--- Start ---

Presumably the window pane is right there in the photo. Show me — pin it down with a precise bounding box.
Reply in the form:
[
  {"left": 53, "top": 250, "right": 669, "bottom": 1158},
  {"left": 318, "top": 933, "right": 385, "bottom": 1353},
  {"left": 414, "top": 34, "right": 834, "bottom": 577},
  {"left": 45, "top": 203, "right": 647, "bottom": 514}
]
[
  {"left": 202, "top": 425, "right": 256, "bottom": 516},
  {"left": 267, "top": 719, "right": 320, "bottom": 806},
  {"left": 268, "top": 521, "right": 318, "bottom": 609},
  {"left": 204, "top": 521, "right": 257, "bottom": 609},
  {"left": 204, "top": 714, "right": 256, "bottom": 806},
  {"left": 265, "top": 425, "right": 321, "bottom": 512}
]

--- End ---

What to do →
The entries above should be repeated exactly, every one of them.

Response →
Presumably the window pane is right there in the photo. Show me — pin it down with a precise bounding box.
Reply in the form:
[
  {"left": 53, "top": 250, "right": 669, "bottom": 1158},
  {"left": 318, "top": 933, "right": 385, "bottom": 1353},
  {"left": 414, "top": 34, "right": 834, "bottom": 577},
  {"left": 45, "top": 203, "right": 647, "bottom": 514}
]
[
  {"left": 202, "top": 425, "right": 256, "bottom": 516},
  {"left": 267, "top": 719, "right": 320, "bottom": 806},
  {"left": 268, "top": 521, "right": 318, "bottom": 609},
  {"left": 204, "top": 521, "right": 257, "bottom": 609},
  {"left": 204, "top": 714, "right": 256, "bottom": 806},
  {"left": 265, "top": 425, "right": 321, "bottom": 512}
]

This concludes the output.